→ **WHAT YOU SHOULD DO**:
Echo back the rows without any change, from the line with "target: two-story house" to the last line of the rows.
-*-
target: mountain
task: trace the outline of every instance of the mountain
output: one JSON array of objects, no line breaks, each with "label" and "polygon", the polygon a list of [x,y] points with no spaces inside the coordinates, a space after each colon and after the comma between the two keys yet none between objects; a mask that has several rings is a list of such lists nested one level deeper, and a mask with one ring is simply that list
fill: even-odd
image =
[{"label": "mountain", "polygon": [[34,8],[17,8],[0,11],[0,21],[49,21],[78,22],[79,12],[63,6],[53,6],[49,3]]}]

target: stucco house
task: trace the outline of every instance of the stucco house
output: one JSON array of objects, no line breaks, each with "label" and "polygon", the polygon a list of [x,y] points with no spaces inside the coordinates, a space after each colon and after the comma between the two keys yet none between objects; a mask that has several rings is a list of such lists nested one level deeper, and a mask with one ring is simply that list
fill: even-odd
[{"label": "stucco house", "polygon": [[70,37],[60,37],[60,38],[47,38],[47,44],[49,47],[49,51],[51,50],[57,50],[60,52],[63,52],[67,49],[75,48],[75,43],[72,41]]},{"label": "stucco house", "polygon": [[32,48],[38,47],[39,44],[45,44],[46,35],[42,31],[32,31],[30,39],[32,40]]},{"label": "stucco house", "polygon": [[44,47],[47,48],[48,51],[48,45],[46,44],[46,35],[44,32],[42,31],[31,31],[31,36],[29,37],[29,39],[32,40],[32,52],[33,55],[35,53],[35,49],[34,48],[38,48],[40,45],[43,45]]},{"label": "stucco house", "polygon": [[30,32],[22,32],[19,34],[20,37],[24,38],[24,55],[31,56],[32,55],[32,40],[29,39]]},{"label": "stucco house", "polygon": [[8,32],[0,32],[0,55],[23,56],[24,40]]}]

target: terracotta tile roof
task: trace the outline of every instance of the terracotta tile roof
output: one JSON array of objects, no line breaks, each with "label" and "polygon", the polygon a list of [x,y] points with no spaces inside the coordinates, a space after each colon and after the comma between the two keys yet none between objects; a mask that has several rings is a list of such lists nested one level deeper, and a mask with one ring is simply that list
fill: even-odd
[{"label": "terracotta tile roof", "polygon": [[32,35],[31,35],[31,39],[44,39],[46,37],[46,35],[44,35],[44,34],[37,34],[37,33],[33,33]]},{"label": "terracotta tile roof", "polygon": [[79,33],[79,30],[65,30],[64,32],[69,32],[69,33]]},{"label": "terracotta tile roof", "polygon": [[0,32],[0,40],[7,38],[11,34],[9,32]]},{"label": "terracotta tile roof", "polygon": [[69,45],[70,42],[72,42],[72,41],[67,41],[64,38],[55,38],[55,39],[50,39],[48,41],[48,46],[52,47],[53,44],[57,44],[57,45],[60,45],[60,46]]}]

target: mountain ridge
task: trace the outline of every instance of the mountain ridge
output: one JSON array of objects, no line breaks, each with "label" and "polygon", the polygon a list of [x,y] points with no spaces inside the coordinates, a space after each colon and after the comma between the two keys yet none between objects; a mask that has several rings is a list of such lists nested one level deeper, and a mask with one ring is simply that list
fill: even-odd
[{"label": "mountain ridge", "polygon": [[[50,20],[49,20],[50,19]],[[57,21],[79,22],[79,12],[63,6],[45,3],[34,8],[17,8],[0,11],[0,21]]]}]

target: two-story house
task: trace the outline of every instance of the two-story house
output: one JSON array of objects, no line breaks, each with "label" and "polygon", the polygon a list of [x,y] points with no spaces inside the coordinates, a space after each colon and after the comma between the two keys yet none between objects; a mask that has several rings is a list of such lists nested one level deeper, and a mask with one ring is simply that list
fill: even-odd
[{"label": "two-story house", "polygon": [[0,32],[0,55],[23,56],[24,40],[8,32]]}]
-*-
→ **CORRECT OUTPUT**:
target: two-story house
task: trace the outline of every instance of the two-story house
output: one JSON array of objects, no line breaks, each with "label" and "polygon", the polygon a list of [x,y] points with no spaces inside the coordinates, a space after each colon and after the comma between the two keys yet none between objects; a mask that has several rings is a list of such lists nested one level deeper, and a mask with one ring is simply that list
fill: even-odd
[{"label": "two-story house", "polygon": [[0,32],[0,55],[23,56],[24,40],[8,32]]}]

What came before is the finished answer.